### The task
All entries shown below should be duplicated character for character.

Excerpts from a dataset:
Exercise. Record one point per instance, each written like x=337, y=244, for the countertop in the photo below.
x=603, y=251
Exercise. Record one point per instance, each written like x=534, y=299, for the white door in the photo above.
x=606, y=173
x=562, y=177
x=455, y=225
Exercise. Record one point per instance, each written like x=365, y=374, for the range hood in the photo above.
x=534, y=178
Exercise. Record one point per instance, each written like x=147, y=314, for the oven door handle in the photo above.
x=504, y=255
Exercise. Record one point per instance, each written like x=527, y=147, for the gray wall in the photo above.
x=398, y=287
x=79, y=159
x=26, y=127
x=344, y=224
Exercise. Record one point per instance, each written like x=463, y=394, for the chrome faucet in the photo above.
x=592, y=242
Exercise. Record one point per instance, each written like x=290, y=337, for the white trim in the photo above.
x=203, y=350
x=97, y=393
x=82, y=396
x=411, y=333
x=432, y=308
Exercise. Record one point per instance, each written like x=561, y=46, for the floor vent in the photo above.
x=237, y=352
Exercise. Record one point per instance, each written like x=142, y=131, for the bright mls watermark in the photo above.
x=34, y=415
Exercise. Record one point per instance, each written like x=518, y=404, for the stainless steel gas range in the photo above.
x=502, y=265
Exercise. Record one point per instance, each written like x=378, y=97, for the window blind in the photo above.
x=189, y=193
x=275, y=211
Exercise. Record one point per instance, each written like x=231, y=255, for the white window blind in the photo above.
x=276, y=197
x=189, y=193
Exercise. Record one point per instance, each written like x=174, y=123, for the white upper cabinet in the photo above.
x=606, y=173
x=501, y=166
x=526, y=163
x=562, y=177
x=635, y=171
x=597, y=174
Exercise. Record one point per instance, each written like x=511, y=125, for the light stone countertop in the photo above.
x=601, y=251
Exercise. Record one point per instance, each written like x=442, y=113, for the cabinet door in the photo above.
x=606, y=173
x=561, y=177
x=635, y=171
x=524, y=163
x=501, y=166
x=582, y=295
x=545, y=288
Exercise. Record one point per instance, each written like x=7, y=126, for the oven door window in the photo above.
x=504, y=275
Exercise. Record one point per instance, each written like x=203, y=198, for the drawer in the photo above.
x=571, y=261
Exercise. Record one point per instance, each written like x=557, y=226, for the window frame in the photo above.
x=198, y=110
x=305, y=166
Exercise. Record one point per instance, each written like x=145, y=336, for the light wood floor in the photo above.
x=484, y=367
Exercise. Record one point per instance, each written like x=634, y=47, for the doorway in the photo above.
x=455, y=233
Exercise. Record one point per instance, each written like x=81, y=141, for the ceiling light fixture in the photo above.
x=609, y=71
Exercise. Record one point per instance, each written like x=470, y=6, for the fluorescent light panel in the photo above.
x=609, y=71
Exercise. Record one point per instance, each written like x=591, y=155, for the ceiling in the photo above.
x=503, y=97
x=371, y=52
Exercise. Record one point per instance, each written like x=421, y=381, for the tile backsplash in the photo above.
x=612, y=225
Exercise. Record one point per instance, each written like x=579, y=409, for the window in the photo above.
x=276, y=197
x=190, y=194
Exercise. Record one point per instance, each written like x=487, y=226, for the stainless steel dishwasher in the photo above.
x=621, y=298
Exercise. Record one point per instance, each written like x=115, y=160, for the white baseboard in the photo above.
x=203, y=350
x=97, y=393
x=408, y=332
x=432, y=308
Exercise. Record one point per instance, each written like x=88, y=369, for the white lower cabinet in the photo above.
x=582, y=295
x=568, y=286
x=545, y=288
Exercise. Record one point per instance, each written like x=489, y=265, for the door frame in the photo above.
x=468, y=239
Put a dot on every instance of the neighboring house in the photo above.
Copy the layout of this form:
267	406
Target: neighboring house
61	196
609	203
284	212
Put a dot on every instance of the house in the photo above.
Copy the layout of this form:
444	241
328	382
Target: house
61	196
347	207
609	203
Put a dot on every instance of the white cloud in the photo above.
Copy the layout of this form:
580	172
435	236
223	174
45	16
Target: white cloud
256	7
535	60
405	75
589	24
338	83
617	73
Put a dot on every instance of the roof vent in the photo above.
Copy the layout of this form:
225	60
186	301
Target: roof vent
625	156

### Solution for this task
Exercise. Record one point per instance, each written like x=337, y=244, for the countertop in the photo below.
x=603, y=251
Exercise. Record one point per instance, each written like x=534, y=299, for the white door in the photo above.
x=606, y=173
x=562, y=177
x=455, y=225
Exercise. Record one point per instance, each written like x=365, y=374, for the range hood in the photo above.
x=534, y=178
Exercise. Record one point per instance, each written like x=147, y=314, for the oven door handle in the photo above.
x=504, y=255
Exercise. Record one point per instance, each written like x=527, y=147, for the gray wall in the photo above.
x=398, y=287
x=79, y=159
x=26, y=127
x=344, y=224
Exercise. Record one point per instance, each written like x=463, y=394, for the chrome faucet in the photo above.
x=592, y=242
Exercise. Record one point per instance, each written like x=290, y=337, for the white trim in the photo above.
x=203, y=350
x=97, y=393
x=82, y=396
x=411, y=333
x=432, y=308
Exercise. Record one point per instance, each written like x=561, y=46, for the floor vent in the photo above.
x=237, y=352
Exercise. Record one point per instance, each written like x=142, y=131, for the bright mls watermark in the photo above.
x=34, y=415
Exercise. Record one point per instance, each written like x=518, y=404, for the stainless steel gas range in the photo above.
x=502, y=265
Exercise. Record one point per instance, each written like x=378, y=97, for the window blind in the photo above.
x=189, y=193
x=275, y=211
Exercise. Record one point per instance, each written like x=231, y=255, for the white window blind in the photo above.
x=276, y=197
x=189, y=193
Exercise. Record one point per instance, each written like x=174, y=123, for the white upper cabinet in the photo above.
x=606, y=173
x=501, y=166
x=526, y=163
x=562, y=177
x=635, y=171
x=597, y=174
Exercise. Record one point per instance, each written like x=511, y=125, for the light stone countertop in the photo above.
x=601, y=251
Exercise. Record one point per instance, each written like x=442, y=113, for the cabinet door in the photo above.
x=606, y=173
x=561, y=177
x=635, y=171
x=524, y=163
x=501, y=166
x=582, y=295
x=545, y=288
Exercise. Record one point per instance, each written like x=7, y=126, for the oven door window in the photo above.
x=504, y=275
Exercise. Record one point per instance, each written like x=203, y=198, for the drawer in the photo above.
x=571, y=261
Exercise. Record one point per instance, each written like x=557, y=226, for the window frame in the photo above.
x=198, y=110
x=305, y=166
Exercise. Record one point per instance, each written like x=145, y=336, for the light wood floor in the photo above.
x=484, y=367
Exercise. Record one point per instance, each written like x=634, y=47, for the doorway in the photo above.
x=455, y=233
Exercise. Record one point per instance, each written like x=81, y=141, for the ceiling light fixture in the photo above.
x=609, y=71
Exercise. Record one point per instance, each written like x=470, y=6, for the fluorescent light panel in the photo above.
x=609, y=71
Exercise. Record one point per instance, each written like x=591, y=155, for the ceiling in the photo above.
x=503, y=97
x=371, y=52
Exercise. Record one point per instance, each written like x=421, y=381, for the tile backsplash in the photo above.
x=612, y=225
Exercise. Record one point per instance, each written like x=579, y=409, for the window in the photo above.
x=276, y=197
x=190, y=194
Exercise. Record one point per instance, each written like x=487, y=226, for the stainless steel dishwasher in the photo above.
x=621, y=298
Exercise. Record one point per instance, each written like x=115, y=160, for the white baseboard in the photo above.
x=203, y=350
x=97, y=393
x=408, y=332
x=432, y=308
Exercise. Record one point per instance, each written like x=88, y=369, for the white lower cabinet in the photo above.
x=582, y=295
x=568, y=286
x=545, y=288
Exercise. Record one point per instance, each written like x=489, y=265, for the door frame in the photo above.
x=468, y=239
Put a dot on every instance of the neighboring house in the photo above.
Copy the layout of this form:
267	406
Target: neighboring house
61	196
609	203
284	212
Put a dot on every instance of the house in the photo above.
Copy the layout of this form:
444	241
328	382
Target: house
61	196
347	207
609	203
Put a dot on every instance of the white cloud in the photo above.
Copy the layout of this form:
580	172
435	236
223	174
45	16
Target: white cloud
256	7
535	60
405	75
589	24
338	83
617	73
Put a dot on every instance of the roof vent in the photo above.
Copy the layout of this form:
225	60
186	301
Target: roof vent
625	156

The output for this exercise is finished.